++++ Document extract ++++

The race to replace fossil fuels with clean alternatives has triggered an explosion in climate tech innovation and funding. That includes a heightened interest in fields that have plugged along for years — nuclear power, batteries and biofuels — as well as more obscure technologies that most people have never heard of.
We came across five ideas (below) that surprised us at last week’s Breakthrough Energy Summit in Seattle, where entrepreneurs shared their progress in developing and deploying new tech, and leaders in the space offered their thoughts for the future.
Breakthrough Energy Ventures (BEV), the VC arm of the Breakthrough organization created by Bill Gates, has raised more than $2 billion in capital since launching in 2015. BEV’s goal is to back companies across the economy with the potential to scale their innovations worldwide.
“By now we have over 100 investments,” said Eric Toone, a BEV investment committee partner, speaking at the summit.
“So are we done? Of course, we’re not,” Toone said. “We’re nowhere close to done.”
Toone introduced dozens of technologies at various stages of development, including some only starting to get attention as possible climate solutions.
He didn’t pitch any of the technologies as the next big investment for BEV, or suggest that they’ll be viable from a cost perspective. Instead, he emphasized how huge the challenge is to green every aspect of our incredibly energy-hungry economy and lifestyles. He suggested leaving no stone — ferrous iron oxide containing or otherwise — unturned in the pursuit of alternatives.
“We’re just at the very beginning,” Toone said. “Where there’s challenges, there’s opportunities. And there’s more opportunities here that I can possibly imagine. I’m incredibly excited about the future.”

++++ Record extracts ++++

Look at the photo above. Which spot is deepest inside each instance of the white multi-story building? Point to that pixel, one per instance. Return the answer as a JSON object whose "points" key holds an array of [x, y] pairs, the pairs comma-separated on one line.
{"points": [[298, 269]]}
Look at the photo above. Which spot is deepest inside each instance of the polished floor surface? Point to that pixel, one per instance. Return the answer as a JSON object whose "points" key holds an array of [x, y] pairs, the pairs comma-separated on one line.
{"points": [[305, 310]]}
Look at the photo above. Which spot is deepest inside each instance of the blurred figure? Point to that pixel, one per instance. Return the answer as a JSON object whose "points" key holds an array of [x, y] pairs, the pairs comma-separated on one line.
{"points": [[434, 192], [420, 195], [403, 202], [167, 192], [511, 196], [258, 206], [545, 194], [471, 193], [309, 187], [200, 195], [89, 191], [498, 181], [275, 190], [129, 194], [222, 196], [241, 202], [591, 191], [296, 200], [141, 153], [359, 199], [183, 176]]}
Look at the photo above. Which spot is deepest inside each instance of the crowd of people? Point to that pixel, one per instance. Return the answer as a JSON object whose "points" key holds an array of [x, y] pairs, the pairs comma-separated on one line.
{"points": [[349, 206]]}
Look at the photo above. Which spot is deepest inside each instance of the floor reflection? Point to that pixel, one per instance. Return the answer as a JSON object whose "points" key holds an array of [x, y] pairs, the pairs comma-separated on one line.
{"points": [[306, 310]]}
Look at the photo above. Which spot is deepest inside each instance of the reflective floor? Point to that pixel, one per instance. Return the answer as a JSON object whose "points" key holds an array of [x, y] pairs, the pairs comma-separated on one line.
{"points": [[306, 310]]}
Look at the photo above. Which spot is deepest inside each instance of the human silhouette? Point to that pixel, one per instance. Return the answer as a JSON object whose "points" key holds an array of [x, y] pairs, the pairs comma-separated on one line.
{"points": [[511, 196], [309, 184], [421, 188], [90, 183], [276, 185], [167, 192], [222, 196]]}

++++

● What to do
**A.** Translate this sentence from the climate tech article into Spanish: "Toone introduced dozens of technologies at various stages of development, including some only starting to get attention as possible climate solutions."
**B.** Write the next part of the climate tech article, beginning after its final sentence.
The data is not needed for any of this work.

● Results of the exercise
**A.** Toone presentó decenas de tecnologías en distintas etapas de desarrollo, entre ellas algunas que apenas empiezan a recibir atención como posibles soluciones climáticas.

**B.**
Here are five of the lesser-known ideas:
Ocean current power
There are multiple ventures working on wave power, including some from the Pacific Northwest, as well as tidal power. Toone suggested a more obscure but massive source of marine energy: ocean current power. The amount of potential energy in ocean currents is 5 terawatts, Toone said. That’s about five times the energy generation capacity for the whole U.S.
“Just the Gulf Stream contains more energy than 21,000 Niagara Falls, more energy than 50 times all of the world’s rivers,” Toone said.
Ocean thermal energy conversion
The ocean has different temperatures, or thermal gradients, at different depths. It’s warmer at the surface, cooler deep underwater. Particularly in tropical areas, it’s possible to harness that temperature difference to generate electricity. The energy potential for ocean thermal energy conversion is a whopping 7 terawatts.
Ferrous iron oxide energy
There are meaningful efforts to boost geothermal energy production, which is already the top source of power for Iceland. But the Earth’s core has other power potential. That includes ferrous iron oxides that are found in abundant minerals. The iron can be used in oxidation-reduction chemical reactions with the possibility of capturing energy along the way.
Scientific research notes that the process, “would require the development of new technology, and certainly would be very costly. But the massive scale of the available resource perhaps justifies the effort.”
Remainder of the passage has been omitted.